* Assigned task:
Among the entries below, find the lines that hold the word "instance" and report them.

* The data:
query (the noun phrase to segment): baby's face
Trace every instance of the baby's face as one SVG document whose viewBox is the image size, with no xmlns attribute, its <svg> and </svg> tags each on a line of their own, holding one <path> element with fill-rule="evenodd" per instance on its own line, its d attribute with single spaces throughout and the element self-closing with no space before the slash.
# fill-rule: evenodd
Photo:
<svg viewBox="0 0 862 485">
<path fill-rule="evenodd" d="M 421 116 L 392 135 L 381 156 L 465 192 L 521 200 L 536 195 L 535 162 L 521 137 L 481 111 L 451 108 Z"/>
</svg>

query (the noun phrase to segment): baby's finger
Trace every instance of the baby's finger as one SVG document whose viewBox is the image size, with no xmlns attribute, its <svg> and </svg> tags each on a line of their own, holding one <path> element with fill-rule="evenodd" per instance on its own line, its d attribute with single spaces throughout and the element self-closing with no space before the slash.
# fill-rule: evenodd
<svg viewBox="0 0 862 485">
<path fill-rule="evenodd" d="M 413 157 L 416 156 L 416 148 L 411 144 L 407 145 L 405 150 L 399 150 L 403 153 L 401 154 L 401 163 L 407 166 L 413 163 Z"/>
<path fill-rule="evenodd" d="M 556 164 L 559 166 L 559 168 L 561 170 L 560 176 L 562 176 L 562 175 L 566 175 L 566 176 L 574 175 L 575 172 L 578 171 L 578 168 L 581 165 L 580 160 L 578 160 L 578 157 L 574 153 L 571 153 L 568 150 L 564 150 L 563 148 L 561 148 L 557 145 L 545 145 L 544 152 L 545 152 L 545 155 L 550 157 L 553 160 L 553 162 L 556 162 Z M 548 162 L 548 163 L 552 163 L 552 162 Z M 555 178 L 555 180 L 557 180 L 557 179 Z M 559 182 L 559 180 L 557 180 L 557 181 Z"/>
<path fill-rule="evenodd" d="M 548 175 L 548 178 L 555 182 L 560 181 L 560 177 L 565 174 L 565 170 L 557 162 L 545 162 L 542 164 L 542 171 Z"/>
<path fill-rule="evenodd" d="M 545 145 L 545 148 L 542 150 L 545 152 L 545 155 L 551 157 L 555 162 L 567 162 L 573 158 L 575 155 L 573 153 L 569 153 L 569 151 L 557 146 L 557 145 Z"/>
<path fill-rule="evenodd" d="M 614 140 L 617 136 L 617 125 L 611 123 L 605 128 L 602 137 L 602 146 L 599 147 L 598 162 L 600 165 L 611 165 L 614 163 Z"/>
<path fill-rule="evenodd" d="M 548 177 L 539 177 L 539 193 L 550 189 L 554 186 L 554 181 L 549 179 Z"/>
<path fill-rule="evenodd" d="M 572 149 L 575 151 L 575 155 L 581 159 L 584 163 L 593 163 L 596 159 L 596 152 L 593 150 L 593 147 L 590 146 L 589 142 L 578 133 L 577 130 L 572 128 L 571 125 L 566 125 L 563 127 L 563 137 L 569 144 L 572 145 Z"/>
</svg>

* Exercise result:
Trace every instance of the baby's face as one SVG document whose viewBox is the image size, with no xmlns attribute, its <svg> and </svg> tags each on a line of their own, holding one <path> element with fill-rule="evenodd" per instance on its own line, its d attribute with single spaces throughout and the element self-closing with no space before the slash.
Trace every instance of the baby's finger as one SVG document whose viewBox is the image size, with no xmlns attribute, its <svg> and </svg> tags each on a line of their own, holding one <path> element with fill-rule="evenodd" per instance on its own line, its d attribute with single spaces throughout and the element self-closing with no space before the slash.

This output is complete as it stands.